▶ _TASK_: Reproduce every item below verbatim, character for character.

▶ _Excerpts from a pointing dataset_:
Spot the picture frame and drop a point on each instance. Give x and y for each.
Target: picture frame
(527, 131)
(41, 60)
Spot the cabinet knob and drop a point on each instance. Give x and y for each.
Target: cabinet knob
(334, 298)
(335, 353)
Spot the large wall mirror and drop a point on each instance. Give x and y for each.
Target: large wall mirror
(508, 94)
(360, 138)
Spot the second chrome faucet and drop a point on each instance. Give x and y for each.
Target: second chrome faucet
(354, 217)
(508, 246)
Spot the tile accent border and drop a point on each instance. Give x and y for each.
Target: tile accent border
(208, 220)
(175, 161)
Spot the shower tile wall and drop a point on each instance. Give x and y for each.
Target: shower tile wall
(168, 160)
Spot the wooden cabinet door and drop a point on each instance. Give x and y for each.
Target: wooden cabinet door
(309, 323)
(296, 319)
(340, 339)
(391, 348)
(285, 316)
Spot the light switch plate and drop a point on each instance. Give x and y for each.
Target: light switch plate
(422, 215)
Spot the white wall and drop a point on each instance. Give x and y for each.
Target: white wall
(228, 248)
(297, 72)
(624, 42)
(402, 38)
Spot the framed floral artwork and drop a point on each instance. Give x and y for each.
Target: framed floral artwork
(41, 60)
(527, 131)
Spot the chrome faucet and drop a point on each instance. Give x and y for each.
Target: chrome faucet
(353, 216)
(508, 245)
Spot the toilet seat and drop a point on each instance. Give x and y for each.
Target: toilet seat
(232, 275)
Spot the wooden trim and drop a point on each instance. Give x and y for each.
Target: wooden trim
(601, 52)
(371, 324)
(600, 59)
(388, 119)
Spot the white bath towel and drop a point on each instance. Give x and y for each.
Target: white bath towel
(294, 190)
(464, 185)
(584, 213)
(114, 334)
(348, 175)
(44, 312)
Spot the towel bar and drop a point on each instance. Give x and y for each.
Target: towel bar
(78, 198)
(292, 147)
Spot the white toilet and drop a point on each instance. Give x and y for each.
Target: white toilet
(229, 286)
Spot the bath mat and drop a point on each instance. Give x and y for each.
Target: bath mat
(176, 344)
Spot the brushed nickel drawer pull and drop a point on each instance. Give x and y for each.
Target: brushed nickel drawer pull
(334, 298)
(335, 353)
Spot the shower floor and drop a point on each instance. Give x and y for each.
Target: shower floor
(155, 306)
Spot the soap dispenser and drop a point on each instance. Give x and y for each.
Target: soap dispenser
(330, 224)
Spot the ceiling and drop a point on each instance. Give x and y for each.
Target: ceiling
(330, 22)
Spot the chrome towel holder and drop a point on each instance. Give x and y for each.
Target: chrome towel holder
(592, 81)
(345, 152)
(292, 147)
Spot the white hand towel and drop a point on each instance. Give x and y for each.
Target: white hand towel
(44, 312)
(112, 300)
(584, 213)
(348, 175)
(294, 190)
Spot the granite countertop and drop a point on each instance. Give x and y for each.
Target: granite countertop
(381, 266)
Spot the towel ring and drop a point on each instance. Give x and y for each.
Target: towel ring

▶ _EXERCISE RESULT_:
Spot the picture frame and drop a point on each instance. Give x and y for each.
Target: picture frame
(527, 131)
(41, 60)
Spot the cabinet knob and drop a point on each instance. Give x and y for each.
Target: cabinet knob
(334, 298)
(335, 353)
Spot the large wall mirror and drop a point on each instance. Give x and y for each.
Target: large wall mirror
(508, 94)
(360, 138)
Spot the second chrome faucet and drop a point on each instance. Give x and y for each.
Target: second chrome faucet
(354, 217)
(508, 246)
Spot the tile accent border and drop a point on each instance. Give x and y for each.
Target: tile accent border
(208, 220)
(175, 161)
Spot the shower tile wall and drop a point on each instance. Give x and y for each.
Target: shower tile wall
(168, 160)
Spot the wooden cabinet door and drop a point on each instance. Give x and y for each.
Target: wooden cabinet door
(309, 323)
(296, 319)
(340, 339)
(391, 348)
(285, 316)
Spot the light switch plate and drop a point on each instance. Give x and y for each.
Target: light switch plate
(422, 215)
Spot the white wall and drop a point on each instance. Give x and y for each.
Target: white wall
(228, 248)
(297, 72)
(624, 42)
(402, 38)
Spot the framed floral artwork and drop a point on each instance. Give x and y for each.
Target: framed floral artwork
(41, 60)
(527, 131)
Spot the chrome faucet and drop a point on each instance. Give x and y for each.
Target: chrome faucet
(353, 216)
(508, 245)
Spot the toilet seat and drop a point on each instance. Give x and y for each.
Target: toilet seat
(232, 275)
Spot the wooden trim and drop a point on each instance. Give x and y for each.
Target: wooden trim
(601, 52)
(371, 324)
(600, 59)
(388, 119)
Spot the white bath towel and drop a point on each instance. Give x and y for each.
Target: white bath towel
(294, 190)
(464, 185)
(584, 213)
(114, 334)
(348, 175)
(44, 312)
Spot the towel bar and drop a point on each instance. Give x and y for each.
Target: towel bar
(78, 198)
(292, 147)
Spot the white toilet and drop a point on each instance. Give x and y for each.
Target: white toilet
(229, 286)
Spot the bath mat and drop a point on each instance. Give x and y for each.
Target: bath mat
(176, 344)
Spot the brushed nickel drawer pull and drop a point on each instance. Give x and y for each.
Target: brushed nickel drawer pull
(334, 298)
(335, 353)
Spot the shower floor and drop a point on each instance. Give x and y for each.
Target: shower floor
(155, 306)
Spot the soap dispenser and drop a point on each instance. Give x and y for each.
Target: soap dispenser
(330, 224)
Spot the ceiling and drop a point on each instance. Give x and y for each.
Target: ceiling
(330, 22)
Spot the chrome towel holder and drop a point on each instance. Give x and y for each.
Target: chrome towel holder
(592, 81)
(345, 152)
(292, 147)
Spot the white hand towel and drop a point on each instance. Give x and y for each.
Target: white hand towel
(44, 312)
(112, 300)
(584, 213)
(348, 175)
(294, 190)
Spot the granite countertop and drop a point on each instance. Give x and y for each.
Target: granite countertop
(381, 266)
Spot the towel ring and drop a point on each instance. Give x and y for each.
Target: towel ring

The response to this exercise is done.